%%
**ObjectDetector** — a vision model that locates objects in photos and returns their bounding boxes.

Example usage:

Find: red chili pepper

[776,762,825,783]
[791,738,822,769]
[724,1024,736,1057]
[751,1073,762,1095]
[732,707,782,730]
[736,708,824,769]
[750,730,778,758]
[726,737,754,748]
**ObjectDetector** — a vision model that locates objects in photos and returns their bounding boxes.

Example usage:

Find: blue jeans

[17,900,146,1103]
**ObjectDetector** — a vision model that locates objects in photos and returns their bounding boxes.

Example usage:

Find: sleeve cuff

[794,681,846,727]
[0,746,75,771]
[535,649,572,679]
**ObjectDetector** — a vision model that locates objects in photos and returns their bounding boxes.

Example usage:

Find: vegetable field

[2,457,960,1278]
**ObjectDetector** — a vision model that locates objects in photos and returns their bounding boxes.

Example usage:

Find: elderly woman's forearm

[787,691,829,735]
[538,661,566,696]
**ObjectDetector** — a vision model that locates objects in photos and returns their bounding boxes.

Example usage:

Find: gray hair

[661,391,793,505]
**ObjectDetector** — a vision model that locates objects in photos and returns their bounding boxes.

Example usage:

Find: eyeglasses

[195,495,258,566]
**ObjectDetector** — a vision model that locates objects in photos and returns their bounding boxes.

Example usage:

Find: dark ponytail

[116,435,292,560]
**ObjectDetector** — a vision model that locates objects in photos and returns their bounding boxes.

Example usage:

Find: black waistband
%%
PROBLEM TO SOLVE: Print the material in full. Keep it exactly as it is.

EXERCISE ANSWER:
**ObjectDetector** — a vision model that locates objects in photos and returns their bounding boxes.

Example usage:

Find: red chili pepper

[776,762,825,783]
[791,738,822,769]
[724,1024,736,1057]
[751,1073,762,1095]
[732,707,782,730]
[736,708,824,769]
[750,730,778,758]
[726,737,754,748]
**ObjectDetector** — a vision model that locates objects in photos and returns their bounding boxes.

Example usage:

Find: blue jeans

[17,900,146,1103]
**ObjectDetector** — a vision model that locates objects in photos and returns their bounding boxes.

Example usage:

Find: sleeve cuff

[794,681,846,727]
[0,746,75,771]
[535,649,572,679]
**ObjectDetector** — a vision model that locates objects in photos and returns their bounding boxes.

Example usage:

Find: vegetable field

[2,457,960,1278]
**ObjectDetector** — a vision model that locates objects in photos and returns their bounding boxes.

Example usage:

Find: elderly woman's forearm

[787,691,829,735]
[538,661,566,696]
**ObjectDetector** — a vision model that locates objects in photos and returns their bounding boxes.

Example usage:

Find: gray hair

[661,391,793,505]
**ObjectDetector** — a vision model that locates objects in photos and returns their bounding boxes.

Example usage:

Find: eyeglasses

[195,495,258,566]
**ObjectDetector** — a vision model that locates objects in photos and returns their bounding boxes.

Example usage:

Find: dark ponytail

[116,435,292,560]
**ObjectDetector** — a vision model that locates objects in photos and returns their bounding boxes.

Example usage:

Find: black waistband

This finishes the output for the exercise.